Stated exercise ▸ Find every line in the records below that contains the string "window", and copy each such line.

Excerpts from a point labeling dataset:

☆ ☆ ☆ ☆ ☆

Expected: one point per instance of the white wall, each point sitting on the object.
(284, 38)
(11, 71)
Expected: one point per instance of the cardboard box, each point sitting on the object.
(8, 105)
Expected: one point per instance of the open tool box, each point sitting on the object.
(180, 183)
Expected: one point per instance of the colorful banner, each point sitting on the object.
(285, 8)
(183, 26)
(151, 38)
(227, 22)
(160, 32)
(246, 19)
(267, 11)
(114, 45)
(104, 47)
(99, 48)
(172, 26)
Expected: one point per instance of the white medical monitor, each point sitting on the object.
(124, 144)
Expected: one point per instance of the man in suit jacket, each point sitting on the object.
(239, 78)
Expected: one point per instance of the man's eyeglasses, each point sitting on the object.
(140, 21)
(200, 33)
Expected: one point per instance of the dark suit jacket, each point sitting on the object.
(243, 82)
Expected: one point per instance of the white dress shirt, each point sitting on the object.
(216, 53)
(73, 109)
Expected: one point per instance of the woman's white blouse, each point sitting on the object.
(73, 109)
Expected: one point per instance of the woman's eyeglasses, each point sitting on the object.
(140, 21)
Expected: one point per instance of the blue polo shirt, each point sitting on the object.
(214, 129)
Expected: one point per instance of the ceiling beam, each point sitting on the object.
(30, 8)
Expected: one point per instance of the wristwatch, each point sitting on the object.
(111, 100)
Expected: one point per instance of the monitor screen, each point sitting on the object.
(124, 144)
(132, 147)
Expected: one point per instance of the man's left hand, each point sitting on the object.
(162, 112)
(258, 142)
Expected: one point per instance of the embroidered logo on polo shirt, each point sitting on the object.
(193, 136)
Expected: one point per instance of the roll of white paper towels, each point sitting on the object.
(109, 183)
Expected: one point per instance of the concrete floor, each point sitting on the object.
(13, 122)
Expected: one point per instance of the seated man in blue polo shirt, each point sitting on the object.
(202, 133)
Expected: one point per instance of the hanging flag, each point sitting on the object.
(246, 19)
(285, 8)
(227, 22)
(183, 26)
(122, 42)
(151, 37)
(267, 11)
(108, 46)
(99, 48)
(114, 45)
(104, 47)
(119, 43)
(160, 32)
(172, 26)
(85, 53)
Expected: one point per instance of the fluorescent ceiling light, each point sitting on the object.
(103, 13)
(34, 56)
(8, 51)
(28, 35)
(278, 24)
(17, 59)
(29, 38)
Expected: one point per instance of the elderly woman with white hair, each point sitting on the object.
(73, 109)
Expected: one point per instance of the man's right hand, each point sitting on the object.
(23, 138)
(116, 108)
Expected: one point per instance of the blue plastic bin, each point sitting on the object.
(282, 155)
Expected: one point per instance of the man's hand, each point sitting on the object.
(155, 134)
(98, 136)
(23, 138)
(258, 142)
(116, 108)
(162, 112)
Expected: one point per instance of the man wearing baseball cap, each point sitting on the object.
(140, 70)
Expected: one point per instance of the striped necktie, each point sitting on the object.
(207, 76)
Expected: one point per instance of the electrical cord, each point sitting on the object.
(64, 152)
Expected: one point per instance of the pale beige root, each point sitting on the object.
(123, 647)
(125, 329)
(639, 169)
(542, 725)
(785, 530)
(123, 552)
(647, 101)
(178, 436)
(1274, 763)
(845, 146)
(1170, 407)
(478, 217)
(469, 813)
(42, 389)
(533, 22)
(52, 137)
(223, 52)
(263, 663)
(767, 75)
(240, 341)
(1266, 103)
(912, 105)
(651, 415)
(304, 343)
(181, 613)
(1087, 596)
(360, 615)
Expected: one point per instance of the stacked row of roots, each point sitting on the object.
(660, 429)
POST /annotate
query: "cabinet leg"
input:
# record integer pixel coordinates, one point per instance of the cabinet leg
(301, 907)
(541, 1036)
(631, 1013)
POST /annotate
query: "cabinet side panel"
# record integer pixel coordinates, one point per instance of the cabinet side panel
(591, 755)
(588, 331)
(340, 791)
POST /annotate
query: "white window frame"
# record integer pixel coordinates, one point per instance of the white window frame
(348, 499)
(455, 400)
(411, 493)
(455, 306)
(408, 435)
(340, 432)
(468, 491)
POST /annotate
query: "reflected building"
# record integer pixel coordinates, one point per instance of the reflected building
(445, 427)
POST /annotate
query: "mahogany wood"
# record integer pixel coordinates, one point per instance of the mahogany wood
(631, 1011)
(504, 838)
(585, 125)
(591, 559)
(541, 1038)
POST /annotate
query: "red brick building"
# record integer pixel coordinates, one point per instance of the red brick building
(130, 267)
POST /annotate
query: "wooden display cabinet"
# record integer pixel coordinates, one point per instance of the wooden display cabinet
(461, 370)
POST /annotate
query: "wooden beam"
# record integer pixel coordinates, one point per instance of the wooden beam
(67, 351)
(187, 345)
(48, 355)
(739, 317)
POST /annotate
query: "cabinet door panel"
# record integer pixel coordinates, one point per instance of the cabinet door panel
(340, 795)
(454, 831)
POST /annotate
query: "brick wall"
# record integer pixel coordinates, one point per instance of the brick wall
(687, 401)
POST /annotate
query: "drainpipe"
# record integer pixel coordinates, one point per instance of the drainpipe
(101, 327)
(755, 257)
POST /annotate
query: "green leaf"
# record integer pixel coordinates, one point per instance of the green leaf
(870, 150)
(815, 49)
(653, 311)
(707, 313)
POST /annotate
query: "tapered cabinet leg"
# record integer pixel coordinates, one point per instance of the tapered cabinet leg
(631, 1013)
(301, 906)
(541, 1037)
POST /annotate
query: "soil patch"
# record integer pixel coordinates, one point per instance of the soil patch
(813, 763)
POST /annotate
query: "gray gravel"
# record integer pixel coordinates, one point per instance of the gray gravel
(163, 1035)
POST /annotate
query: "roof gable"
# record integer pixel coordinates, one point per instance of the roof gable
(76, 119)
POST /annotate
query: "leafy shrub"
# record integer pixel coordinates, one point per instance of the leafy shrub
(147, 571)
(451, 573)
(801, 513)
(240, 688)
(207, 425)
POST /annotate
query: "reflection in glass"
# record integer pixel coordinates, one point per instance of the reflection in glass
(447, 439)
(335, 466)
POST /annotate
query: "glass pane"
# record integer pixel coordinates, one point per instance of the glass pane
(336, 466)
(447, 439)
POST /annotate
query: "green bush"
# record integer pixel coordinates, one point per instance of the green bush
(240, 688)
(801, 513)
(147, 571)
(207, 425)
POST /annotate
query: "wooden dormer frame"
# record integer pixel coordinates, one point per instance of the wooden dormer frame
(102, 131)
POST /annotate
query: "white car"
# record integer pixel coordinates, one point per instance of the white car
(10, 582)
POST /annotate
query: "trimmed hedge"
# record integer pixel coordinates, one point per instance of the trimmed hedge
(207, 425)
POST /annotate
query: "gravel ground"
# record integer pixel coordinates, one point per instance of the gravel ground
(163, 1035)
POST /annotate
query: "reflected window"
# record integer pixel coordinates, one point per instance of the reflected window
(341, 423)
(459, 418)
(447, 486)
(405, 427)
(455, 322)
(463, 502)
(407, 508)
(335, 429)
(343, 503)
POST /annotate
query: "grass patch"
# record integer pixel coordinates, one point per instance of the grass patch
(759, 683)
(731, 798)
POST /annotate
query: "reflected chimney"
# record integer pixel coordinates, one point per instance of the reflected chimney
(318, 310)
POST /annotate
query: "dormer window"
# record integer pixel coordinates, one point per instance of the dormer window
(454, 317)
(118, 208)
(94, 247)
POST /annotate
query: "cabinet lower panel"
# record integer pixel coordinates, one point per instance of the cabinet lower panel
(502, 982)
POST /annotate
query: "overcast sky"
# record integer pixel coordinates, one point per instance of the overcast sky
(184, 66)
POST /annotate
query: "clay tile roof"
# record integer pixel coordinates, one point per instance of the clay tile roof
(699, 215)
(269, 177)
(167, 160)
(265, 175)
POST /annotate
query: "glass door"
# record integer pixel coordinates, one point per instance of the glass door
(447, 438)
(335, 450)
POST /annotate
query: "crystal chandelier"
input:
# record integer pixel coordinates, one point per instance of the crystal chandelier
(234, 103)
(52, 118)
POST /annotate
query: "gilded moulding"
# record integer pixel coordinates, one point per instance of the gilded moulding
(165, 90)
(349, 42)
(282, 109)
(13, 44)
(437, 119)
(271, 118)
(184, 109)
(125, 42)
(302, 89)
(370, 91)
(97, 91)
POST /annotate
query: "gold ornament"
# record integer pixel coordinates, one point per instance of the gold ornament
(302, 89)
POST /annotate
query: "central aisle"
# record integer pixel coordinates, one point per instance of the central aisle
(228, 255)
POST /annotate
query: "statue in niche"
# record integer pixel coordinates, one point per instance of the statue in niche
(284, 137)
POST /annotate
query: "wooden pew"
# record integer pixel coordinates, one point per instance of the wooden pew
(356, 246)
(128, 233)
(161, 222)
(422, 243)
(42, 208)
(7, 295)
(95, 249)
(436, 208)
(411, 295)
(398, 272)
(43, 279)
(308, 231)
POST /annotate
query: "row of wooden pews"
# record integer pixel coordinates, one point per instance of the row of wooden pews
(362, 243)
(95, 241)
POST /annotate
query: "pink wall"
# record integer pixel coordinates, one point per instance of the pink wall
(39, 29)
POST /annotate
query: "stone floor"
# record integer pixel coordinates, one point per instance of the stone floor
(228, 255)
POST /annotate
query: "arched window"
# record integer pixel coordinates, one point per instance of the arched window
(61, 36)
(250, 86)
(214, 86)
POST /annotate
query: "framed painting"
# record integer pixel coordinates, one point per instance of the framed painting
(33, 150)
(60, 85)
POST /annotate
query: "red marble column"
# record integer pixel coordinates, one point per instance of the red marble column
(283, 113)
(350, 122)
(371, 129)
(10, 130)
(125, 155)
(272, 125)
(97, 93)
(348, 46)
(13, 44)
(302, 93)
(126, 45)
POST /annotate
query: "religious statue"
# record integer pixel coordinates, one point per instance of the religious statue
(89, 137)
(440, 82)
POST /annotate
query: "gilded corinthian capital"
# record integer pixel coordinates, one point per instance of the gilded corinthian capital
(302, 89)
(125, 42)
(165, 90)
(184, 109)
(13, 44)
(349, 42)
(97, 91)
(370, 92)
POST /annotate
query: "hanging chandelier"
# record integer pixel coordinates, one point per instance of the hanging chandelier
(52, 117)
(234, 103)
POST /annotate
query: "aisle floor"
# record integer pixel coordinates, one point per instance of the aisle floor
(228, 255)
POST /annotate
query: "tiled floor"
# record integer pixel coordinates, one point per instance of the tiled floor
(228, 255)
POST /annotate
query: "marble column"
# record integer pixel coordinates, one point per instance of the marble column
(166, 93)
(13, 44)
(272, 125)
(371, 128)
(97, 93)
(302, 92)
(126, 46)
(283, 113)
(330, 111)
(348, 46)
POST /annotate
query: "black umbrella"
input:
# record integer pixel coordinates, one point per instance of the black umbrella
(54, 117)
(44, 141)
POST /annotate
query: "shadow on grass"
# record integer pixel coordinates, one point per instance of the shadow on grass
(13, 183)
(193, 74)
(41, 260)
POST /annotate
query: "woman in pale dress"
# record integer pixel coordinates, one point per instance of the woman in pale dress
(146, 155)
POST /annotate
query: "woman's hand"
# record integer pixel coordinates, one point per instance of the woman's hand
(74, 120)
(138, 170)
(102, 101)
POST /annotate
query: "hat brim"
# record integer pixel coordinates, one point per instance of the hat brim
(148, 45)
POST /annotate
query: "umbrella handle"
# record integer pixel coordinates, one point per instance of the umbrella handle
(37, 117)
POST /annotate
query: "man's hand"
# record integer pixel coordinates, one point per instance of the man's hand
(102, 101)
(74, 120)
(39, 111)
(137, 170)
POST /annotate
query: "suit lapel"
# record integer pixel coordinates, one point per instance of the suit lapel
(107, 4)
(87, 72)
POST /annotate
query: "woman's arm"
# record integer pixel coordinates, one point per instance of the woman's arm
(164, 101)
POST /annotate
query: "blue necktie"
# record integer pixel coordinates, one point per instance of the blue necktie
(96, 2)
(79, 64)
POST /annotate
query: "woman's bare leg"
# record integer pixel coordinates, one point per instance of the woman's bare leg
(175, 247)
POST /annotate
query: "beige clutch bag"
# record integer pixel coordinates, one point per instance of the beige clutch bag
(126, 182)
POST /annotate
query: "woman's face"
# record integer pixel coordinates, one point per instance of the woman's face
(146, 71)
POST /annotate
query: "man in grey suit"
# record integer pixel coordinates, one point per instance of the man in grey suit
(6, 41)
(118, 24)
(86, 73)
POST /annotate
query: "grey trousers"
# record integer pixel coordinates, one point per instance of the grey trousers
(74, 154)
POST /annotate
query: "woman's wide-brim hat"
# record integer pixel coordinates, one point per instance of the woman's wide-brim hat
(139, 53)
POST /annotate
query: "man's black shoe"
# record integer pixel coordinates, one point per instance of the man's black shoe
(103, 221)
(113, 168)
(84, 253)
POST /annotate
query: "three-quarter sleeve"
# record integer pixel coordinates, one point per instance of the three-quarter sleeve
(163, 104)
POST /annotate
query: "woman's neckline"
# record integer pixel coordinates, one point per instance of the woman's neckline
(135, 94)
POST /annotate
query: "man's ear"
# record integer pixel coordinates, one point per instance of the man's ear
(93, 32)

☆ ☆ ☆ ☆ ☆

Exercise answer ▸
query: "white window frame"
# record integer pixel coordinates, one point per instance of the white window frame
query: "reflected window"
# record integer pixel coordinates, one point per instance of the reflected window
query: "dormer window"
# record integer pixel coordinates, one point per instance of the dormer window
query: "arched window"
# record integer pixel coordinates, one point per instance of the arched window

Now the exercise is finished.